— START OF Text section —

In this cross-cultural and web-connected age (a cliche but no less true for that) the writer must deliver correctness, clarity, impact, and, critically, customer focus. Pitched between How to Write Effective Business English and Executive Writing Skills for Managers this is the middle volume of a valuable trilogy summarising some of today's latest expertise in business, intercultural, and Web writing in English. Concise, knowledgeable, and effective, in some ways this handbook supersedes older guides such as Informative Writing: Your Practical Guide to Effective Communication.

SUMMARY:

The book both encourages and helps you to continually improve your written skills and, through them, discover how many opportunities you can create for yourself. In general it recommends that you:

* work to keep getting better,
* don't hold yourself back,
* not set limits,
* follow its technique of Written Word Power skills.

As a primer I have extracted the following KEY POINTS:

1. Analyse, understand, and write for the reader, i.e. WRITE FOR PEOPLE NOT PROCESSES.

— END OF Text section —
— START OF Dataset —

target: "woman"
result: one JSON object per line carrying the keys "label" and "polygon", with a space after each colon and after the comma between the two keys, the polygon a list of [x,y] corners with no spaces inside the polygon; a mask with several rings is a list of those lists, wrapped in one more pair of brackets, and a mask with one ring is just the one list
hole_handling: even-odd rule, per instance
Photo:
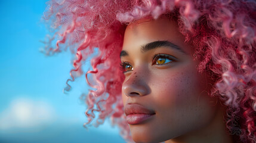
{"label": "woman", "polygon": [[98,49],[85,125],[110,117],[128,142],[256,142],[255,11],[255,1],[52,1],[61,38],[45,51],[76,51],[68,91]]}

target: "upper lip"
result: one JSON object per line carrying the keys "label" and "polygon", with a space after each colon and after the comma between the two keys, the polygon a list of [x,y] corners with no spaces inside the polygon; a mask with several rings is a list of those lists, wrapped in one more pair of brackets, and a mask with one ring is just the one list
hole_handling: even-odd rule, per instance
{"label": "upper lip", "polygon": [[128,104],[125,106],[126,116],[132,114],[155,114],[156,113],[138,104]]}

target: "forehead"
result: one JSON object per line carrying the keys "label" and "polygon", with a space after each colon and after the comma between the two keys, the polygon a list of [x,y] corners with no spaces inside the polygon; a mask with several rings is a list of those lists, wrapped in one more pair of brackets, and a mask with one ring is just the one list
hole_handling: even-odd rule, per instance
{"label": "forehead", "polygon": [[[156,20],[143,18],[129,24],[125,30],[122,49],[129,51],[156,41],[167,41],[181,47],[187,46],[179,32],[177,23],[161,17]],[[183,50],[192,52],[190,48]]]}

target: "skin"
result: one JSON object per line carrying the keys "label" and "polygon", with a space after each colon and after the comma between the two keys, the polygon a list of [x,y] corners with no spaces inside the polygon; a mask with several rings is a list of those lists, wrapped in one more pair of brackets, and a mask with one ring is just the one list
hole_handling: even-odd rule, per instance
{"label": "skin", "polygon": [[[138,104],[156,113],[141,123],[129,125],[132,139],[135,142],[232,142],[223,122],[224,109],[208,95],[213,81],[206,73],[198,72],[193,49],[178,29],[175,21],[161,17],[137,21],[125,30],[122,50],[128,55],[121,56],[121,61],[132,69],[124,73],[124,105]],[[141,52],[142,45],[157,41],[171,42],[184,52],[166,46]],[[159,53],[175,60],[157,65],[153,57]]]}

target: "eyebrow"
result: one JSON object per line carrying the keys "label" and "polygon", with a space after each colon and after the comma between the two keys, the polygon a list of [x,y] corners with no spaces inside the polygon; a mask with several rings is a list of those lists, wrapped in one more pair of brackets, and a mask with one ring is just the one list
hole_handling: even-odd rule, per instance
{"label": "eyebrow", "polygon": [[[180,46],[168,41],[156,41],[152,42],[146,43],[141,46],[140,51],[143,53],[151,49],[165,46],[174,49],[181,52],[183,52],[184,54],[187,54]],[[120,54],[120,57],[128,55],[129,54],[125,50],[122,50]]]}

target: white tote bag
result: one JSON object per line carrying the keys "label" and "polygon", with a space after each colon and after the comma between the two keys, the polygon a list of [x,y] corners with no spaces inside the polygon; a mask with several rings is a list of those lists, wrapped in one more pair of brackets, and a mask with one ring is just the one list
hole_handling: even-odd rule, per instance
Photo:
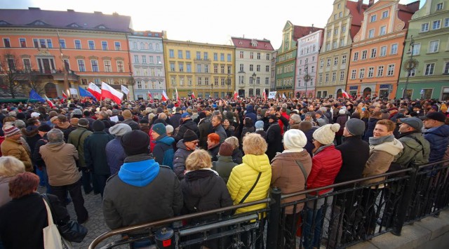
{"label": "white tote bag", "polygon": [[72,249],[72,243],[61,237],[58,230],[58,226],[53,223],[53,217],[48,203],[43,199],[47,208],[47,217],[48,217],[48,227],[44,227],[43,231],[43,248],[45,249]]}

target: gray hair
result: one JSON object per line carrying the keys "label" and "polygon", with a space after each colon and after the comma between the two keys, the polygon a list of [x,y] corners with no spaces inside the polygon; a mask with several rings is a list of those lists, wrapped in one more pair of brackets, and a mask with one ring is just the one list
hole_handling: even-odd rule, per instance
{"label": "gray hair", "polygon": [[293,123],[300,123],[301,122],[301,116],[298,114],[293,114],[290,119],[293,120]]}
{"label": "gray hair", "polygon": [[64,133],[58,128],[53,128],[47,133],[49,142],[60,142],[64,141]]}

— END OF Dataset —

To be done:
a) Summarize the book review in two sentences.
b) According to the book review, why is the handbook the middle volume of a trilogy? Answer in one or two sentences.
c) What technique does the book review say the book recommends following?
Base your answers on the book review alone.

Correct answers:
a) The review describes the handbook as a concise, knowledgeable, and effective middle volume of a trilogy on business, intercultural, and Web writing in English, saying it in some ways supersedes older guides. It says the book encourages and helps readers keep improving their writing and urges them to get better, not hold themselves back or set limits, and follow its Written Word Power technique.

b) It is pitched between How to Write Effective Business English and Executive Writing Skills for Managers. Together, the three books summarize some of today's latest expertise in business, intercultural, and Web writing in English.

c) The technique of Written Word Power skills.